Interviews

Interview: After King Lear, Patrick Page Makes His Way Through Shakespeare’s Villains

Page debuts his new solo show, All the Devils Are Here, off-Broadway at the DR2 Theatre.

Patrick Page knows a thing or two about playing villains: his repertoire includes Scar in The Lion King, the Green Goblin in Spider-Man Turn Off the Dark, Hades in Hadestown, the Grinch who famously stole Christmas, Frollo in The Hunchback of Notre Dame, the list goes on and on. He’s never been one to shy away from these roles, even in the classical repertoire, where he impresses when he’s not doing big-budget musicals. Following an acclaimed, sold-out run at Shakespeare Theatre Company playing King Lear earlier this year, Page is debuting a passion project, a new solo work called All the Devils are Here: How Shakespeare Invented the Villain, at the DR2 Theatre off-Broadway. In the play, Page charts the course of Shakespeare’s development as a writer, while paying tribute to some of literature’s oldest baddies. Here, he tells us how the piece came to be.

Patrick Page
Patrick Page
(© David Gordon)

This conversation has been condensed and edited for clarity.

Tell me about the trajectory of this project.
I have been working on the show for quite some time. The two great subjects Shakespeare went most deeply into were love and evil. The idea was that, if you started at the beginning of his career in 1590 and went all the way through to 1611 when he ended his writing career, I thought you would be able to find out not only more about the individual characters, but you would be able to discover how Shakespeare became Shakespeare. You’d be able to watch his evolution, not only just of his thought, but his philosophies and what he understood about human beings. Once I lighted upon that idea, it was just about trying to be really rigorous in investigating that journey.

The great director Peter Brook had a technique where he would do his shows, in the second or third week of rehearsal, for a group of kids. Kids will tell you where they’re bored, excited, where it’s not interesting. So I did it for 1,000 high school students at the Utah Shakespeare Festival, and that taught me a lot. I wanted to reach an audience that has very little or no experience with Shakespeare. And it held with these kids. Then I needed to do it for Shakespeare experts, so I went to Prague where they were having a Shakespeare conference, so I could make sure that it held on both ends of those scales. After that, we did a film [during the pandemic], but I didn’t have a great deal of time to write the narrative material. I’m very proud of the film, but it was a stage of the work.

### QUESTIONS
**A.** Could you copy out the Patrick Page interview starting with "Patrick Page knows" and going on through "came to be.", swapping "baddies" for "villains"?
**B.** How would the Patrick Page interview go on after its last sentence?
You won't need the data that comes after this.

### GIVEN MATERIAL
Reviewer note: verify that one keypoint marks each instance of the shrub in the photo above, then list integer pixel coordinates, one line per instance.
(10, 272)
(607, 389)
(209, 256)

### SOLVED TASKS
**A.**
Patrick Page knows a thing or two about playing villains: his repertoire includes Scar in The Lion King, the Green Goblin in Spider-Man Turn Off the Dark, Hades in Hadestown, the Grinch who famously stole Christmas, Frollo in The Hunchback of Notre Dame, the list goes on and on. He’s never been one to shy away from these roles, even in the classical repertoire, where he impresses when he’s not doing big-budget musicals. Following an acclaimed, sold-out run at Shakespeare Theatre Company playing King Lear earlier this year, Page is debuting a passion project, a new solo work called All the Devils are Here: How Shakespeare Invented the Villain, at the DR2 Theatre off-Broadway. In the play, Page charts the course of Shakespeare’s development as a writer, while paying tribute to some of literature’s oldest villains. Here, he tells us how the piece came to be.

**B.**
Now, I’ve been able to go back into it and include a couple of characters that I wasn’t able to, but most importantly, I’ve been able to write the narrative that connects all these pieces to really bring the audience through Shakespeare’s journey. Of course, I’m also able to collaborate with these amazing artists in scenic, sound, costume, and lighting design, and my director Simon Godwin. I have him to partner with me on this, which I hope takes it to a whole other level.

What is it about the villains that attract you as an actor over the course of your career?
Their brokenness. A villain is wounded and acts out of that wound. We’re all wounded and we all have darkness. I think what Shakespeare discovered over the course of these 20 years when he was examining these questions was how much of that darkness he had in himself. How much we share. If we know that about ourselves, then we can work with it. We can be careful that it doesn’t emerge in places that it could be harmful and we can be more empathetic about other people when they’re not living at their highest potential. So I have tremendous empathy for all of these characters, even the ones who have their roots in an animated movie or a comic book. I think of them as people, broken people, people working out some dynamic, some pathology. And I relish that.

You’re coming at this production having just done a massively successful King Lear. Reflecting on that journey, what was that ride like for you?
I think it was a peak experience. The analogy that’s frequently used with Lear is the scaling of a mountain. For a classical actor, there are certain peaks that you are challenged to attempt. When you’re a young actor, of course, that’s Hamlet. And when you’re an older actor, that’s King Lear because it encompasses pretty much everything. It will challenge the very limits of what you are capable, just as a marathon would do. It will take everything you have and then ask for more. And the wonderful thing in a case like this is, being able to do it over a series of six weeks or so, eight times a week, you think, “maybe I can get a little closer to the peak.” And I’m hoping that All the Devils Are Here is similar. One of the reasons I wanted to mount it now is that I developed an appetite for that with King Lear and with Simon and, and I wanted to do it again. And indeed, I’d like to do Lear again. I’m hoping to do it in the future in New York.